AIM OF THE TASK:
Word for word, repeat all the entries below, but without the pictures.

*** Opening of RECORD SET ***

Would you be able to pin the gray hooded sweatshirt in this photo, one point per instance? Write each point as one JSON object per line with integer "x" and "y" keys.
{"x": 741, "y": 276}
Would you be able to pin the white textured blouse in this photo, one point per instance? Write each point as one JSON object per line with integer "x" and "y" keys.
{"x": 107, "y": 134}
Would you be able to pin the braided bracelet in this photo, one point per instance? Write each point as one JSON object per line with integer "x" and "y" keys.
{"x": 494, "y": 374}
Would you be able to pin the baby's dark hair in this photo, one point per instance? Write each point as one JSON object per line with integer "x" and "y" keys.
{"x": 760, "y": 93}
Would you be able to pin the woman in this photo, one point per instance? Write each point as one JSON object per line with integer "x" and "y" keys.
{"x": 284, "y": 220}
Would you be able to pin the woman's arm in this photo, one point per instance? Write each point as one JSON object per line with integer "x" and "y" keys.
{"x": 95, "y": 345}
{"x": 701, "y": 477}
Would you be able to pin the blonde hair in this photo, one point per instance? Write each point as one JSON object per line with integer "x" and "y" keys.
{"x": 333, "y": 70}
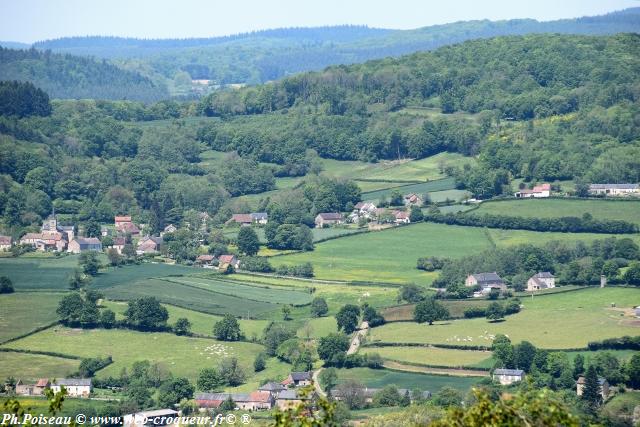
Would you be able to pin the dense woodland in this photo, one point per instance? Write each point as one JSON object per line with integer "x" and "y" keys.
{"x": 539, "y": 107}
{"x": 272, "y": 54}
{"x": 77, "y": 77}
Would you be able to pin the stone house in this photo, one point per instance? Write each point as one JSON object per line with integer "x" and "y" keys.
{"x": 539, "y": 281}
{"x": 508, "y": 376}
{"x": 83, "y": 244}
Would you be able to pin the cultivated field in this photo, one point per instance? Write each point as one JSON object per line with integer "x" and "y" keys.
{"x": 554, "y": 208}
{"x": 559, "y": 321}
{"x": 184, "y": 356}
{"x": 390, "y": 255}
{"x": 22, "y": 312}
{"x": 33, "y": 366}
{"x": 201, "y": 323}
{"x": 189, "y": 297}
{"x": 420, "y": 189}
{"x": 434, "y": 356}
{"x": 30, "y": 273}
{"x": 378, "y": 378}
{"x": 426, "y": 169}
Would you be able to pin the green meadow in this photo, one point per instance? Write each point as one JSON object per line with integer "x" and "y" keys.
{"x": 390, "y": 255}
{"x": 378, "y": 378}
{"x": 201, "y": 323}
{"x": 183, "y": 356}
{"x": 560, "y": 321}
{"x": 626, "y": 210}
{"x": 434, "y": 356}
{"x": 22, "y": 312}
{"x": 33, "y": 366}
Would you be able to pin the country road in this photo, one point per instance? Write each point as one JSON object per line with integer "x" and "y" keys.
{"x": 355, "y": 342}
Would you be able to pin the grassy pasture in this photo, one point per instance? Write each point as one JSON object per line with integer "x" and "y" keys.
{"x": 201, "y": 323}
{"x": 378, "y": 378}
{"x": 554, "y": 208}
{"x": 134, "y": 273}
{"x": 183, "y": 356}
{"x": 426, "y": 169}
{"x": 34, "y": 366}
{"x": 188, "y": 297}
{"x": 434, "y": 356}
{"x": 420, "y": 189}
{"x": 456, "y": 309}
{"x": 34, "y": 274}
{"x": 254, "y": 292}
{"x": 389, "y": 255}
{"x": 334, "y": 293}
{"x": 559, "y": 321}
{"x": 22, "y": 312}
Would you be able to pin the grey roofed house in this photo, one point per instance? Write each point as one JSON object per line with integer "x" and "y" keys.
{"x": 510, "y": 372}
{"x": 484, "y": 278}
{"x": 613, "y": 186}
{"x": 272, "y": 387}
{"x": 70, "y": 382}
{"x": 301, "y": 376}
{"x": 330, "y": 216}
{"x": 543, "y": 275}
{"x": 290, "y": 394}
{"x": 257, "y": 216}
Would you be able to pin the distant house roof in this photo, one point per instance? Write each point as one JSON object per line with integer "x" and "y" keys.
{"x": 400, "y": 215}
{"x": 156, "y": 413}
{"x": 509, "y": 372}
{"x": 88, "y": 241}
{"x": 128, "y": 227}
{"x": 330, "y": 216}
{"x": 289, "y": 394}
{"x": 227, "y": 259}
{"x": 258, "y": 216}
{"x": 301, "y": 376}
{"x": 74, "y": 382}
{"x": 271, "y": 386}
{"x": 613, "y": 186}
{"x": 242, "y": 218}
{"x": 43, "y": 382}
{"x": 601, "y": 381}
{"x": 483, "y": 278}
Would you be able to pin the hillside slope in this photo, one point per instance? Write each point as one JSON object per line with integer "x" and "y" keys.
{"x": 76, "y": 77}
{"x": 268, "y": 55}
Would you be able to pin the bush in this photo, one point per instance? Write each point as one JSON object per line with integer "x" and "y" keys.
{"x": 257, "y": 264}
{"x": 6, "y": 286}
{"x": 472, "y": 312}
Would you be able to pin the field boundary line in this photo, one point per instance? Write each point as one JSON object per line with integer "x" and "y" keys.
{"x": 229, "y": 294}
{"x": 34, "y": 331}
{"x": 42, "y": 353}
{"x": 450, "y": 372}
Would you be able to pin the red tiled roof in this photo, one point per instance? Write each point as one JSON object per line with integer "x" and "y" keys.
{"x": 260, "y": 396}
{"x": 226, "y": 259}
{"x": 242, "y": 218}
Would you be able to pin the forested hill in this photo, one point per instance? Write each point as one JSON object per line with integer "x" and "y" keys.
{"x": 268, "y": 55}
{"x": 76, "y": 77}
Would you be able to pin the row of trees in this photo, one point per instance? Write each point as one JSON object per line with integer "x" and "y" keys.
{"x": 586, "y": 224}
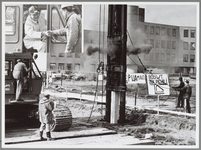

*** Close of RECORD SET ***

OUTPUT:
Would you be able to pin the gray hooded sweatshirt in this photo, one point per instance? Write each point as one JSON object per line with integer "x" and "y" keys.
{"x": 741, "y": 276}
Would you be able to pin the white textured blouse in this photo, one point per instance? Write each point as one JSON object per line with integer "x" and "y" keys.
{"x": 107, "y": 134}
Would you be able to pin the braided bracelet in this photo, one point per instance? Write each point as one JSON object per line with integer "x" and "y" keys.
{"x": 494, "y": 374}
Would you be able to pin the baby's dark hair in this photo, one point per instance? Write each point as one JSON object per line with integer "x" and "y" keys.
{"x": 760, "y": 93}
Would you be able to pin the woman in this photo, one point per instance? Write each point as one JSON object per line with integer "x" and "y" keys.
{"x": 284, "y": 220}
Would you be able to pin the woman's arm in this photo, one point per instance? Write each point as one JSON object per line with integer "x" and "y" keys.
{"x": 95, "y": 345}
{"x": 701, "y": 477}
Would you be able to pin the blonde hair in this photo, one point per instance? Write each point as one JSON object per line with integer "x" and "y" keys.
{"x": 333, "y": 70}
Would you be able to pin the dense woodland in this photo, one point per instance? Write each point as one JSON object per line with integer "x" and "y" keys.
{"x": 539, "y": 107}
{"x": 272, "y": 54}
{"x": 77, "y": 77}
Would you be able to pin the stone house in this photo, one point per instance? Write each point as one JSON object per line with integer "x" and "y" keys.
{"x": 539, "y": 281}
{"x": 508, "y": 376}
{"x": 83, "y": 244}
Would you be able to pin the cultivated field in this photo, one point per instance? Write each point as one JSON object per line with integer "x" and "y" keys.
{"x": 554, "y": 208}
{"x": 559, "y": 321}
{"x": 184, "y": 356}
{"x": 390, "y": 255}
{"x": 22, "y": 312}
{"x": 33, "y": 366}
{"x": 201, "y": 323}
{"x": 189, "y": 297}
{"x": 420, "y": 189}
{"x": 434, "y": 356}
{"x": 30, "y": 273}
{"x": 378, "y": 378}
{"x": 426, "y": 169}
Would you be able to pin the green meadow in this photo, one point per instance? Write each point as one JSON object per line with integer "x" and "y" keys.
{"x": 390, "y": 255}
{"x": 378, "y": 378}
{"x": 201, "y": 323}
{"x": 183, "y": 356}
{"x": 560, "y": 321}
{"x": 626, "y": 210}
{"x": 434, "y": 356}
{"x": 22, "y": 312}
{"x": 33, "y": 366}
Would you be able to pin the country road in this photo, one point per instance? Write each point as one JSON object per line with integer "x" and "y" keys.
{"x": 355, "y": 342}
Would you be able to pin the grassy pasture in this photo, one point per instance? Write each point as one JSON object per line with integer "x" and "y" keys.
{"x": 201, "y": 323}
{"x": 378, "y": 378}
{"x": 554, "y": 208}
{"x": 134, "y": 273}
{"x": 183, "y": 356}
{"x": 426, "y": 169}
{"x": 34, "y": 366}
{"x": 188, "y": 297}
{"x": 434, "y": 356}
{"x": 420, "y": 189}
{"x": 456, "y": 309}
{"x": 34, "y": 274}
{"x": 254, "y": 292}
{"x": 389, "y": 255}
{"x": 334, "y": 293}
{"x": 559, "y": 321}
{"x": 22, "y": 312}
Would you be able to pin the grey roofed house in this photo, one point per instance? Write each point as one JSON object per line with integer "x" and "y" keys.
{"x": 510, "y": 372}
{"x": 484, "y": 278}
{"x": 613, "y": 186}
{"x": 272, "y": 387}
{"x": 70, "y": 382}
{"x": 301, "y": 376}
{"x": 330, "y": 216}
{"x": 543, "y": 275}
{"x": 290, "y": 394}
{"x": 257, "y": 216}
Would you be able to pin the distant house roof in this photo, one point per instance? Write each point as one JSON object per line with integer "x" and "y" keys.
{"x": 400, "y": 215}
{"x": 156, "y": 413}
{"x": 509, "y": 372}
{"x": 88, "y": 241}
{"x": 128, "y": 227}
{"x": 330, "y": 216}
{"x": 289, "y": 394}
{"x": 227, "y": 259}
{"x": 258, "y": 216}
{"x": 301, "y": 376}
{"x": 74, "y": 382}
{"x": 271, "y": 386}
{"x": 613, "y": 186}
{"x": 242, "y": 218}
{"x": 43, "y": 382}
{"x": 601, "y": 381}
{"x": 483, "y": 278}
Would you be able to pin the hillside slope in this photo, one point per instance? Write each point as one JSON object per line with integer "x" and "y" keys.
{"x": 76, "y": 77}
{"x": 268, "y": 55}
Would you be able to pin the bush in this photo, one point per instance? Write each point as one JSON object per line with integer "x" and "y" keys.
{"x": 257, "y": 264}
{"x": 6, "y": 286}
{"x": 472, "y": 312}
Would you be able to pin the field boundary line in this photo, one point per instance? Write each point as one JSON object per line with integer "x" and "y" keys.
{"x": 229, "y": 294}
{"x": 34, "y": 331}
{"x": 42, "y": 353}
{"x": 450, "y": 372}
Would you be able to pin the red tiled roof in this photo, one point per instance? Write each point as one JSON object per line with integer "x" and "y" keys.
{"x": 260, "y": 396}
{"x": 226, "y": 259}
{"x": 242, "y": 218}
Would you be able to pin the forested hill in this photo, one point per instance? Write each point as one JSON object per line with integer "x" and "y" keys.
{"x": 268, "y": 55}
{"x": 76, "y": 77}
Would you be able to pin the row of trees in this photo, one point per instance? Write each point as one JSON object per line with integer "x" and "y" keys.
{"x": 586, "y": 224}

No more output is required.